# [THE INPUT]
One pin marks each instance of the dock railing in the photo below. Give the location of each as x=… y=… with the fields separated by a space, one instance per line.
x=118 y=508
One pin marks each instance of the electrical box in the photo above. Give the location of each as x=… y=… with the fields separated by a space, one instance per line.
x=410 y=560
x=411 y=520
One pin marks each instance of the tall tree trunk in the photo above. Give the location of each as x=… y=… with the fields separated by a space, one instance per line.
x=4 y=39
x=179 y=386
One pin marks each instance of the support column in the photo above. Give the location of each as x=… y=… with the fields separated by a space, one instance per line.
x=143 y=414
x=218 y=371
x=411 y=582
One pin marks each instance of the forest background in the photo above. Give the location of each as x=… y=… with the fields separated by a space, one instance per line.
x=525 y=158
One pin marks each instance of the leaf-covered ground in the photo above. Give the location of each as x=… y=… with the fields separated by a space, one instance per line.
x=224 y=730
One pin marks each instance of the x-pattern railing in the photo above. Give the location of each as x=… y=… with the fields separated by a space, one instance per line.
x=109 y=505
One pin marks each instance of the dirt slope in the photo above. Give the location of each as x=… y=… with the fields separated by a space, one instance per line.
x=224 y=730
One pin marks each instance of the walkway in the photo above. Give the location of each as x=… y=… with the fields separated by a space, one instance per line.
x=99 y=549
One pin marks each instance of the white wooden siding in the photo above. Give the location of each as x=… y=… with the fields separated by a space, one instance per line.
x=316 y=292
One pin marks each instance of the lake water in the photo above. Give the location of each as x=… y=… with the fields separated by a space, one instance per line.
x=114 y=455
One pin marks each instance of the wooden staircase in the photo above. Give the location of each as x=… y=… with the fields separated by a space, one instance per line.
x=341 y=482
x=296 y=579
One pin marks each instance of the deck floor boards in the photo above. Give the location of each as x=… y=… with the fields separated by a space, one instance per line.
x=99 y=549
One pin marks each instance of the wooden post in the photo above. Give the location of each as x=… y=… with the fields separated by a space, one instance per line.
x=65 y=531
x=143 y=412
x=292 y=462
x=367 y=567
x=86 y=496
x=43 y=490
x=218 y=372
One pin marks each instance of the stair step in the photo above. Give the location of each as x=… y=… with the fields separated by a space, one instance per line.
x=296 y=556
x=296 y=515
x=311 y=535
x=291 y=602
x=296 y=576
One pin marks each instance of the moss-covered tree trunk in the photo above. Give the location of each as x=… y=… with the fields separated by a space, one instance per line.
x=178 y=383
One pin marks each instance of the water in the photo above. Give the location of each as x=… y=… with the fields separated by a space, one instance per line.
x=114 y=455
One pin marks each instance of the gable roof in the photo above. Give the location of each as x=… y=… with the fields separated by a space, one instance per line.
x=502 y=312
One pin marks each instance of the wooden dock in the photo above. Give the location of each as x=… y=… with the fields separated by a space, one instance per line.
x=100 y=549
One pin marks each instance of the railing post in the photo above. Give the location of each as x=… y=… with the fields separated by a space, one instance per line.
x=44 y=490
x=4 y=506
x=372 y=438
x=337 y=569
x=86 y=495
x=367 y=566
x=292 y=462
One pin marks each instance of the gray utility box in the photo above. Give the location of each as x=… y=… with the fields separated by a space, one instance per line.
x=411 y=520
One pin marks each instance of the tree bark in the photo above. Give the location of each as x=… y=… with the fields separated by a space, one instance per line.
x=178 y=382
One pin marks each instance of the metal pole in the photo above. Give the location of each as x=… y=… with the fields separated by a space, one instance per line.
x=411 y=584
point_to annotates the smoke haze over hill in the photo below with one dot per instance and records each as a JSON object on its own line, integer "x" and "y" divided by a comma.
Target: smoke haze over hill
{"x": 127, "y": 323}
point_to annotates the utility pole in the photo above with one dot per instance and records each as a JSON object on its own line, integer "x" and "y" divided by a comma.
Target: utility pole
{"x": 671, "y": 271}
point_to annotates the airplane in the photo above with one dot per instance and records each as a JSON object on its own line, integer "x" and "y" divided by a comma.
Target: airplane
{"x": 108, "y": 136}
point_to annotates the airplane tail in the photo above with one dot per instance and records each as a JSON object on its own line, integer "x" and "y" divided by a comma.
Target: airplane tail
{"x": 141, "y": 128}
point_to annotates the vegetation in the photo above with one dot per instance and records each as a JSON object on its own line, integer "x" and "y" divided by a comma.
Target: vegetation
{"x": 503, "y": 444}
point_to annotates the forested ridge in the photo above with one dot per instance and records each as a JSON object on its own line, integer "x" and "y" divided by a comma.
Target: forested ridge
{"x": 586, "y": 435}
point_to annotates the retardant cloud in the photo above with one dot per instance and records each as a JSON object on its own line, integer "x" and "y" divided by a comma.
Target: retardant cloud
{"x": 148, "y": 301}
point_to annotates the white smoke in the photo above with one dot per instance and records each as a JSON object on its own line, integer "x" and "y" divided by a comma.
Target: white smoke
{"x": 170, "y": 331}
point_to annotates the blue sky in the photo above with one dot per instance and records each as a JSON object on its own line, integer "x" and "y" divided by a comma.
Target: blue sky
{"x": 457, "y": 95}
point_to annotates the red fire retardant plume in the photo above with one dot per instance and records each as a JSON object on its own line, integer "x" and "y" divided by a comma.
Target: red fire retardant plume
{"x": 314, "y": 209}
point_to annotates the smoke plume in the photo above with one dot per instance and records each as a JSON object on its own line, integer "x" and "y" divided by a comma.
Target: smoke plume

# [DIRECTIONS]
Extract, exactly as they appear, the lines from the one containing "point_to annotates the red" through the final line.

# [WORKED ANSWER]
point_to annotates the red fire retardant plume in the photo above with one dot per instance and records each as a JSON object on its own line, integer "x" and "y" divided by a comma.
Target: red fire retardant plume
{"x": 314, "y": 209}
point_to annotates the smoke plume in the photo above with one dot per instance and records each as a JSON object on its own line, integer "x" and "y" divided by a comma.
Target: smoke plume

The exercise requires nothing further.